The Avoided Cost of Stormwater Remediation

The Avoided Cost of Stormwater Remediation

Here’s something to think about during the next rainstorm: where does all that rainwater go?  For most of us, it’s not something to which we give more than a passing thought. But if you’re concerned about saving money and protecting water quality, it’s worth a closer look.

In many older New England towns, the infrastructure that conducts sewage from our homes to our wastewater treatment plant is old, crumbling, and not up to today’s needs. During relatively dry times, the system works pretty well.  Pipes convey sewage to the sewage treatment plant where it is treated and then released.  But during times of intense rainfalls, that excess water running down our streets to our storm drains can overwhelm those older pipes. During those times, the pipes essentially overflow, and raw sewage mixed with stormwater can make it into rivers and oceans.  These discharges are called combined sewer overflows, and despite heroic efforts to separate them, they do still exist (see our prior blog posts Money Down the Drain Part 1 and Part 2).  Recently in Portland, Maine a heavy rainfall, combined with human error, contributed to a million-plus gallon spill of partially treated sewage directly into Casco Bay.

There are several different strategies for a city or municipality attempting to address its stormwater issues. Coming up with those strategies may be a job for an engineer. Prioritizing those strategies, on the other hand, may be a job for an economist: someone who can weigh the costs and the benefits of each, keeping in mind that there may be hidden costs and benefits to each alternative that are not immediately obvious. Determining the financial costs of each strategy is relatively easy.  But coming up with the benefit – the return on investment, or bang for your buck –  isn’t as straightforward.

Stormwater management can bring economic and fiscal benefits in terms of “avoided costs.” By reducing the flow of stormwater that needs to be treated, the municipality saves the money that it would otherwise have needed to treat it.  That’s not insubstantial.  Treating a gallon of stormwater can cost substantial amounts of money in operations and maintenance costs (think electricity, chemicals, filter replacement, sludge disposal, etc.). Every gallon of runoff that is diverted from the treatment plant is that much money saved.

### Records:
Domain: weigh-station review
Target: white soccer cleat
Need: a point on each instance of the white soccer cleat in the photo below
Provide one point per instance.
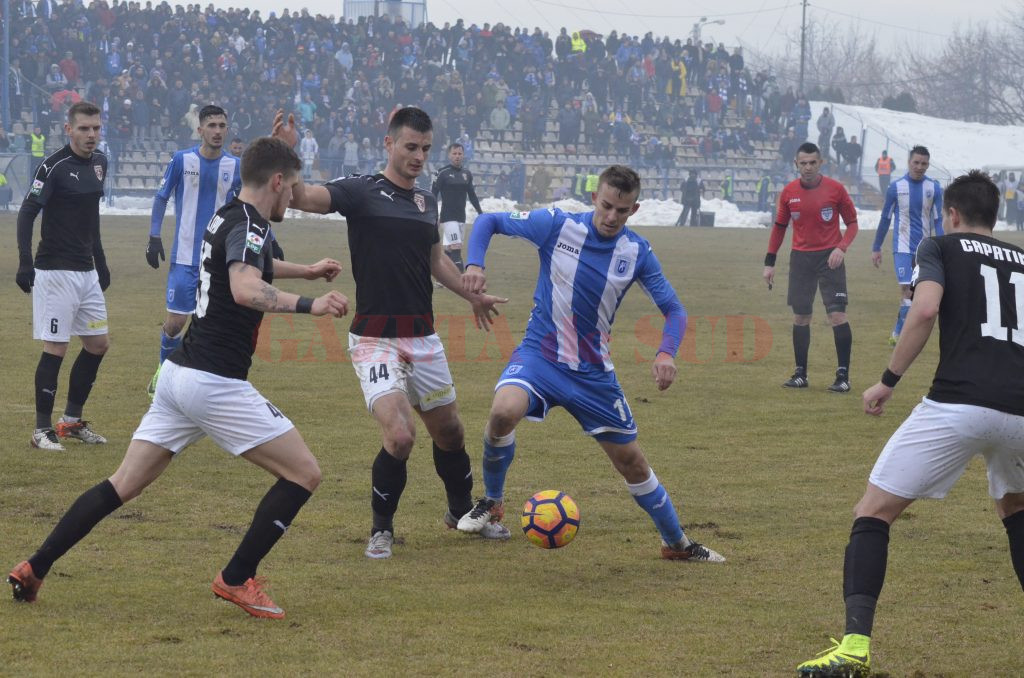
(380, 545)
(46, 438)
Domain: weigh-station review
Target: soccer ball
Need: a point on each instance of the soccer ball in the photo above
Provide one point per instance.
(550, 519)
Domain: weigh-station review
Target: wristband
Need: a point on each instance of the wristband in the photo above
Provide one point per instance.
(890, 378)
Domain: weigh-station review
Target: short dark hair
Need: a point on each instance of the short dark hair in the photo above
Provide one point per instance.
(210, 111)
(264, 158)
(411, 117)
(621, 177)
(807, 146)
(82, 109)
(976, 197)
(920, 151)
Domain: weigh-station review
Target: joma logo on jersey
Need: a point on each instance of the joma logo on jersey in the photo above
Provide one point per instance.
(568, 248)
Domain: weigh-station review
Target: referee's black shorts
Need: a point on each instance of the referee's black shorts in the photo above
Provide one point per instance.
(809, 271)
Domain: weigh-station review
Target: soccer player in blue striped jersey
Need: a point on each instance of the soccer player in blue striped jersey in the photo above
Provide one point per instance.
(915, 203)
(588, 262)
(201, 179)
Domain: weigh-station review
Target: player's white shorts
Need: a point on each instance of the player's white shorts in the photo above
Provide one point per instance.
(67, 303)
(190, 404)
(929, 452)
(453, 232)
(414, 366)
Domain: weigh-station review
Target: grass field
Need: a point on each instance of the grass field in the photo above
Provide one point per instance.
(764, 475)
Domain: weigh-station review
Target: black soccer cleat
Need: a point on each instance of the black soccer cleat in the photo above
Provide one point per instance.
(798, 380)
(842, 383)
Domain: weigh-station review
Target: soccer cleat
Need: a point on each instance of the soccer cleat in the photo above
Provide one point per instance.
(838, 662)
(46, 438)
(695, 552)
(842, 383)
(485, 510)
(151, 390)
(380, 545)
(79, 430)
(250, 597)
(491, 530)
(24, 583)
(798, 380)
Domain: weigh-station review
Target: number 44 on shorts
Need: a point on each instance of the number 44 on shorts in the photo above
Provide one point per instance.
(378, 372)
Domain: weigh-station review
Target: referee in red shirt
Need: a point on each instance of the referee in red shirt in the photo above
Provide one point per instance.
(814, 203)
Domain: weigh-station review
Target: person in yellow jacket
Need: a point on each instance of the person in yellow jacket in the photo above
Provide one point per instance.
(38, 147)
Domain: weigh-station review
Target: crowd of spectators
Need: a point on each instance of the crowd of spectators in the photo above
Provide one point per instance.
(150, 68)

### Task requirements:
Reproduce the stormwater remediation article word for word, starting at "Here’s something to" and ending after "a closer look.". The records aren't needed for this.

### Task solution:
Here’s something to think about during the next rainstorm: where does all that rainwater go?  For most of us, it’s not something to which we give more than a passing thought. But if you’re concerned about saving money and protecting water quality, it’s worth a closer look.